(begin)

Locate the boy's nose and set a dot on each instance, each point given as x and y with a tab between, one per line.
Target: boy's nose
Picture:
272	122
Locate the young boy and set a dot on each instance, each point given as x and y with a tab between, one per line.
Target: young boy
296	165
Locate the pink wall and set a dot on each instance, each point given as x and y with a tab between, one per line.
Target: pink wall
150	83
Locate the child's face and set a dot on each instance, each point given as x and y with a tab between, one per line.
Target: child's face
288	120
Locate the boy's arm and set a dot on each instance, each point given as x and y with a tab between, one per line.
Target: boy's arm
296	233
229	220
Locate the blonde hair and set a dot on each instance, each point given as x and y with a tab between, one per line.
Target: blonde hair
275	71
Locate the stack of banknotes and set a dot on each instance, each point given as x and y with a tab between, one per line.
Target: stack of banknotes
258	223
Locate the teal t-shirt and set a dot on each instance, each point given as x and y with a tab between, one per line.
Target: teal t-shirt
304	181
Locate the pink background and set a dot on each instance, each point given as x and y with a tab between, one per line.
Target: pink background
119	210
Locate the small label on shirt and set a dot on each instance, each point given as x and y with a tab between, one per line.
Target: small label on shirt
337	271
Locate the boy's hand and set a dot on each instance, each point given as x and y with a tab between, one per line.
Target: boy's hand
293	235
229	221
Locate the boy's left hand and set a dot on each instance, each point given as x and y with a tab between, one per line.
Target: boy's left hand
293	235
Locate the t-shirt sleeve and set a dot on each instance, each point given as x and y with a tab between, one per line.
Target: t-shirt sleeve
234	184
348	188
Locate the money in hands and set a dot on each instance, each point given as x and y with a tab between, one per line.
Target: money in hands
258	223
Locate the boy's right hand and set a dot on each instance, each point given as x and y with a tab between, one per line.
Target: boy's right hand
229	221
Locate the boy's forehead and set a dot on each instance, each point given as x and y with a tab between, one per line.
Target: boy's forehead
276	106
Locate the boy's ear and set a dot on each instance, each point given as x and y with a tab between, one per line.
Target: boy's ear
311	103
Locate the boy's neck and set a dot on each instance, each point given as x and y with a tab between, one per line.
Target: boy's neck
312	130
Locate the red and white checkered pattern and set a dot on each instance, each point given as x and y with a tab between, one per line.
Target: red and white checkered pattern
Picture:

(end)

* DIRECTIONS FOR THIS TASK:
Reproduce the entire listing above verbatim, line for line and without omission.

* RESULT OF THE EXERCISE:
Locate the boy's nose and set a dot on each instance, each point given as x and y with a tab between, one per line.
Target: boy's nose
Picture:
272	122
Locate the young boy and set a dot on each instance, each point given as x and y with a tab between, one per line.
Target: young boy
296	165
Locate the pink wall and set a dot on each instance, each point given as x and y with a tab between, one per line.
Target: pink wall
150	83
Locate the child's face and set a dot on each instance, each point given as x and y with a tab between, one per line.
Target: child's face
288	120
Locate the boy's arm and set a dot on each instance, each point given as x and y with a tab between, one per line.
Target: boy's arm
296	233
229	220
Locate the blonde hair and set a dot on each instance, each point given as x and y with a tab between, one per line.
Target: blonde hair
275	71
Locate the stack of banknotes and set a dot on each instance, each point given as x and y with a tab between, one per line.
Target: stack of banknotes
258	223
Locate the teal t-shirt and set a dot on each instance, each point given as x and y with a tab between, one per line.
Target: teal t-shirt
304	181
Locate the pink background and set a dot on each instance, each point given as x and y with a tab between, one per line.
Target: pink background
119	210
Locate the small label on shirt and set a dot on each instance, each point given as x and y with a tab between, one per line.
Target: small label on shirt
337	271
Locate the boy's hand and set a dot on each instance, each point given as x and y with a tab between, one per line.
Target: boy's hand
293	235
229	221
Locate the boy's left hand and set a dot on each instance, each point given as x and y with a tab between, one per line.
Target: boy's left hand
293	235
Locate the t-shirt sleeve and set a dot on each instance, each point given as x and y with a tab between, one per line.
Target: t-shirt sleeve
234	184
348	188
Locate the money in hands and set a dot on each instance, each point given as x and y with a tab between, one per line.
Target: money in hands
258	223
Locate the boy's right hand and set a dot on each instance, each point given as x and y with a tab between, one per line.
Target: boy's right hand
229	221
Locate the boy's forehead and set a dot on each instance, each point given as x and y with a tab between, one per line.
Target: boy's forehead
276	106
Locate the boy's ear and set a dot on each instance, each point given as x and y with a tab between, one per line.
Target: boy's ear
311	103
Locate the boy's neck and set a dot on each instance, each point given as x and y with a tab between, one per line.
Target: boy's neck
312	130
Locate the red and white checkered pattern and set a dot on each instance, each point given as x and y with a tab between, one per line.
Target: red and white checkered pattern
Picture:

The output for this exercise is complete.